Material for the task.
============
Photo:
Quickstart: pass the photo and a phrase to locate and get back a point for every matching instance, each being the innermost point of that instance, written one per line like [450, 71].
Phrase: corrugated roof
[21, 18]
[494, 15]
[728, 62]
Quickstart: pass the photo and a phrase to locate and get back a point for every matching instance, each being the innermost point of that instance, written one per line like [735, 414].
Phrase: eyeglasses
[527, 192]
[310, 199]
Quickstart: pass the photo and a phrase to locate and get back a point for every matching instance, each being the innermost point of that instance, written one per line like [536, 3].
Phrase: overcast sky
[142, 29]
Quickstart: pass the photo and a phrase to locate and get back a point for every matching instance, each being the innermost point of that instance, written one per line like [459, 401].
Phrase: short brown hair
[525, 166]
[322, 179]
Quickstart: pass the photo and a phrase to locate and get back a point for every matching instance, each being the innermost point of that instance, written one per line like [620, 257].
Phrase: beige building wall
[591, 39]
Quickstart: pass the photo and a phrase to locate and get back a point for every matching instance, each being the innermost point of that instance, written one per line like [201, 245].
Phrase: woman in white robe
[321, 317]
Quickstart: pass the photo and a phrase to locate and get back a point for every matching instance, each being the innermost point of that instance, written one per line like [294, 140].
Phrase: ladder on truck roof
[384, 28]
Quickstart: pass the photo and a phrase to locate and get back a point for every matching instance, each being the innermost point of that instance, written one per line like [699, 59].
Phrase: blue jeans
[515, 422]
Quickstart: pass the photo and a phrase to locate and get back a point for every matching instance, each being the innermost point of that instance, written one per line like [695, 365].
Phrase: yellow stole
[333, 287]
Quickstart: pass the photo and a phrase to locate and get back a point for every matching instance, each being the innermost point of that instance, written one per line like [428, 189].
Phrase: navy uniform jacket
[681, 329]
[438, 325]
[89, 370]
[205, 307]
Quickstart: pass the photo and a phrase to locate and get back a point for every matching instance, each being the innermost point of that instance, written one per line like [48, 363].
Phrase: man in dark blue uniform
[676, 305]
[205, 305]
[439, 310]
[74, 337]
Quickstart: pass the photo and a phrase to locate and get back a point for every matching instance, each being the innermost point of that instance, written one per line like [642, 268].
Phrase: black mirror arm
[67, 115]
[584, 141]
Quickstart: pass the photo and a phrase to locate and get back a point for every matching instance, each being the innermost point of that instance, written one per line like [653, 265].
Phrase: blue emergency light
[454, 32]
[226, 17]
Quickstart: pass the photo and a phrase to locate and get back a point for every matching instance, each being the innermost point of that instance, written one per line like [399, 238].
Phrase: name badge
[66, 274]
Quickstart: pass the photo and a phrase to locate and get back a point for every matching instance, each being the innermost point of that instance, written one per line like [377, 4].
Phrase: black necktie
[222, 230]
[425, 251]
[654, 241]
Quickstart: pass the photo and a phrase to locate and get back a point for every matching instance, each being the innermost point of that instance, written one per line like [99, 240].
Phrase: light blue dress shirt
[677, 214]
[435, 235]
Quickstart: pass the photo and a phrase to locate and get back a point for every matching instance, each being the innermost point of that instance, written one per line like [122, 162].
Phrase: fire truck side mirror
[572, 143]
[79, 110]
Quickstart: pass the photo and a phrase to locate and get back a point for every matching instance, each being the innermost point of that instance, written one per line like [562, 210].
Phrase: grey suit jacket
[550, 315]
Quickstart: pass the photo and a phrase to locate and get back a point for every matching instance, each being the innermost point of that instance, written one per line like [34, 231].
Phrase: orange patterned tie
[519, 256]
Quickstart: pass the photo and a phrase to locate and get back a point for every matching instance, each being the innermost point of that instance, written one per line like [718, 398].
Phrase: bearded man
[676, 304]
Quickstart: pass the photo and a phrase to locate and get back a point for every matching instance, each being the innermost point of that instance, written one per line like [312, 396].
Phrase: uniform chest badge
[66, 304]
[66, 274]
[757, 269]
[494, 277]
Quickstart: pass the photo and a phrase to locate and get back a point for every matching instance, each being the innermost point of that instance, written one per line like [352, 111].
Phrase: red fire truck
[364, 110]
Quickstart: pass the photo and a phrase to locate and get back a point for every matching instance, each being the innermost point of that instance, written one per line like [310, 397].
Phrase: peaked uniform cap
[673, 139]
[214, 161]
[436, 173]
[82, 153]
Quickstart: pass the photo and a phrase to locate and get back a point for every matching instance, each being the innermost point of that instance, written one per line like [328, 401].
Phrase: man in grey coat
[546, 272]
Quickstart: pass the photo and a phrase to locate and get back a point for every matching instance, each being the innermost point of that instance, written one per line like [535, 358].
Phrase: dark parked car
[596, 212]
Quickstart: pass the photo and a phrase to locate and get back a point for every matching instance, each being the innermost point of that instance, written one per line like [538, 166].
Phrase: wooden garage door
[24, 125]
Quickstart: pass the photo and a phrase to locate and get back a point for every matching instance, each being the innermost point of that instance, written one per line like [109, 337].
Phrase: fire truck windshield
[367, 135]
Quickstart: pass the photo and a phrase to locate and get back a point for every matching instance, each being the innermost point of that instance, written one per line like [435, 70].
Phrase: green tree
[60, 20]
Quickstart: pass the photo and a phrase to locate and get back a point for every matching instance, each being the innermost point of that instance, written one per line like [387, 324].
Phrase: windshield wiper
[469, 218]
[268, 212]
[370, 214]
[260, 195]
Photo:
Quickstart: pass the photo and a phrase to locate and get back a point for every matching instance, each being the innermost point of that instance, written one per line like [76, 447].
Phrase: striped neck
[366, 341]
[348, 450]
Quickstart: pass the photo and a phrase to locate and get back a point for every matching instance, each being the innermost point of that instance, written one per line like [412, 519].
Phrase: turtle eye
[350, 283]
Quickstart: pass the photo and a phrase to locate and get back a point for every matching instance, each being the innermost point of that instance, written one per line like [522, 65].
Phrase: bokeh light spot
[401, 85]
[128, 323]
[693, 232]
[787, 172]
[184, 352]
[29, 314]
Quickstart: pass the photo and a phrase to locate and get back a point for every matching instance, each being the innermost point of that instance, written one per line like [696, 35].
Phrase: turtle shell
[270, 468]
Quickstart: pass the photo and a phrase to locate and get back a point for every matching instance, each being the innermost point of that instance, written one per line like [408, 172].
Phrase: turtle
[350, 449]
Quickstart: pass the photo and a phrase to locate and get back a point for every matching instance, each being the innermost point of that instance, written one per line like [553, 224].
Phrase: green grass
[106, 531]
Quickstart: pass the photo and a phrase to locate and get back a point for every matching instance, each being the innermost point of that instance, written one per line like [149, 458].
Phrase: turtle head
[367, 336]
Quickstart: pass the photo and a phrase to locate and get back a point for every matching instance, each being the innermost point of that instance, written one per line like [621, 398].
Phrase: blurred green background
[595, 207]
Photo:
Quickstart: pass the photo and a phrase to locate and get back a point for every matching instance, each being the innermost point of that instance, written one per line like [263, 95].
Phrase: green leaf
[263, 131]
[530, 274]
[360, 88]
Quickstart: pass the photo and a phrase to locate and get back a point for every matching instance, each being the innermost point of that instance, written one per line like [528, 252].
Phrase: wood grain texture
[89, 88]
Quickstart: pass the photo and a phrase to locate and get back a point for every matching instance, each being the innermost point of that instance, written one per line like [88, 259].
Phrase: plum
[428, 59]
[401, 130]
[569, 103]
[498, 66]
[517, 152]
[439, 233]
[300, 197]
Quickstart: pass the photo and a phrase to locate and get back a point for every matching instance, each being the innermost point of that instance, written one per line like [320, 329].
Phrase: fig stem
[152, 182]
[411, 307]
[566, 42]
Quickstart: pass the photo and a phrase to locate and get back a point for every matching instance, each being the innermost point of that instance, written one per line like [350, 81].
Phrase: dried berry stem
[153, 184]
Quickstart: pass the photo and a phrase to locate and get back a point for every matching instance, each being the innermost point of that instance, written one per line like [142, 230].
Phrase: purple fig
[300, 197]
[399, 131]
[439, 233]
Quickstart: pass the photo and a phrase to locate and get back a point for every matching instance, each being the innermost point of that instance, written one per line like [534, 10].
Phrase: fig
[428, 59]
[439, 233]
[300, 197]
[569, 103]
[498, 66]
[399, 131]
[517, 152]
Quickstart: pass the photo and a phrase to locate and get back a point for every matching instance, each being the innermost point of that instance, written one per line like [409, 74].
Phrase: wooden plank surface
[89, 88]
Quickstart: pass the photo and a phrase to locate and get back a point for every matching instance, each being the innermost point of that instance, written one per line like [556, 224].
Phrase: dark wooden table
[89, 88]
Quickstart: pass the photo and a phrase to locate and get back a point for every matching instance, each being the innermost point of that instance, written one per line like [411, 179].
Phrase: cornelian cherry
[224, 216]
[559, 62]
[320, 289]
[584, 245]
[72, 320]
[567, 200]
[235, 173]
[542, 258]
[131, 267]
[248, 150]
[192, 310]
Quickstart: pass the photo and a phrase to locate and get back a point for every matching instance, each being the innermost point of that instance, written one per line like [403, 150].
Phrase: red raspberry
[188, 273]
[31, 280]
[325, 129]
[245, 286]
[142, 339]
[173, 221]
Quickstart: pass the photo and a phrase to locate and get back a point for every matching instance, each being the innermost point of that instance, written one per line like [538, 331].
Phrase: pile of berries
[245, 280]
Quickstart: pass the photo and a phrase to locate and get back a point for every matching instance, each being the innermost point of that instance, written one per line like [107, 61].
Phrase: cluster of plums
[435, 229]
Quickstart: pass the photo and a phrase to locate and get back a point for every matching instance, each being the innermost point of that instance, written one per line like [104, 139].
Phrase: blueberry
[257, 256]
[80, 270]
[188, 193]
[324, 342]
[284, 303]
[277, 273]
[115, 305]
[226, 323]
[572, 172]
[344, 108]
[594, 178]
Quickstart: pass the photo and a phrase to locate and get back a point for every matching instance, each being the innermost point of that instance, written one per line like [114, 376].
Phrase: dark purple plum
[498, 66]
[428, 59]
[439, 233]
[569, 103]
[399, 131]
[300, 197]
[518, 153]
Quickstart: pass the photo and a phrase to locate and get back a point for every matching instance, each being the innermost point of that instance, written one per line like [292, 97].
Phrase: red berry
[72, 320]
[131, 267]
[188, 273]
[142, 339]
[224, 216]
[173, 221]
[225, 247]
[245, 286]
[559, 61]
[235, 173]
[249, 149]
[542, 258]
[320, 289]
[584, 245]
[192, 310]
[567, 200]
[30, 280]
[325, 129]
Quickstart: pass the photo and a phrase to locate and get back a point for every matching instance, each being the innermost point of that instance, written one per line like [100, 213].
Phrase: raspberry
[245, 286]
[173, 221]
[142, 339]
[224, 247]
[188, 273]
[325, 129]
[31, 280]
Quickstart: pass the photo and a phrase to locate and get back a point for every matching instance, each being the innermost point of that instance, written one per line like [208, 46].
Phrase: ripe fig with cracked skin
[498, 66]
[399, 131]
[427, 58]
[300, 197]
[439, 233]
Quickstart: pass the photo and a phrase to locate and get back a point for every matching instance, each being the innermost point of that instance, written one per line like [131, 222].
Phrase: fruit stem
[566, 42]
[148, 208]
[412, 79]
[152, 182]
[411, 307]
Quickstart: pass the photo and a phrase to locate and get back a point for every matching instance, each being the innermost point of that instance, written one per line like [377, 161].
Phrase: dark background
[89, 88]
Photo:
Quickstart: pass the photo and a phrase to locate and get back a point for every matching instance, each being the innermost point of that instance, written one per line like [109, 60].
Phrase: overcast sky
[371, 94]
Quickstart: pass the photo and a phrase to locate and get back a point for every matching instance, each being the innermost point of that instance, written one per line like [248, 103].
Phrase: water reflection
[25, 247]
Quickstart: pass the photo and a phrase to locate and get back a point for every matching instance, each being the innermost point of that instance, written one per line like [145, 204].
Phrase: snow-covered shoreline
============
Work instructions. Begin at the first line of the material above. Transcribe each line exactly, ending with the line that contains "like [201, 245].".

The completed task.
Photo:
Quickstart: pass the photo and a phrase to locate and get back a point for every matching instance, each being the innermost point of that instance, written one per line like [450, 71].
Phrase: corrugated roof
[21, 18]
[494, 15]
[728, 62]
Quickstart: pass the photo and a phrase to locate and get back a point for every matching instance, each being the innermost point of that instance, written one per line like [735, 414].
Phrase: eyeglasses
[527, 192]
[310, 199]
Quickstart: pass the photo and a phrase to locate and get back a point for every matching instance, each being the innermost point of that instance, written one per line like [536, 3].
Phrase: overcast sky
[142, 29]
Quickstart: pass the photo and a phrase to locate and get back a point for every matching instance, each being the innermost point of that instance, written one per line like [459, 401].
Phrase: short brown hair
[525, 166]
[322, 179]
Quickstart: pass the photo and a phrase to locate and get back a point for every matching instance, each being the innermost point of that instance, written one per line like [620, 257].
Phrase: beige building wall
[591, 39]
Quickstart: pass the photo and a phrase to locate and get back a point for every matching instance, each being the innermost point of that instance, written one per line like [201, 245].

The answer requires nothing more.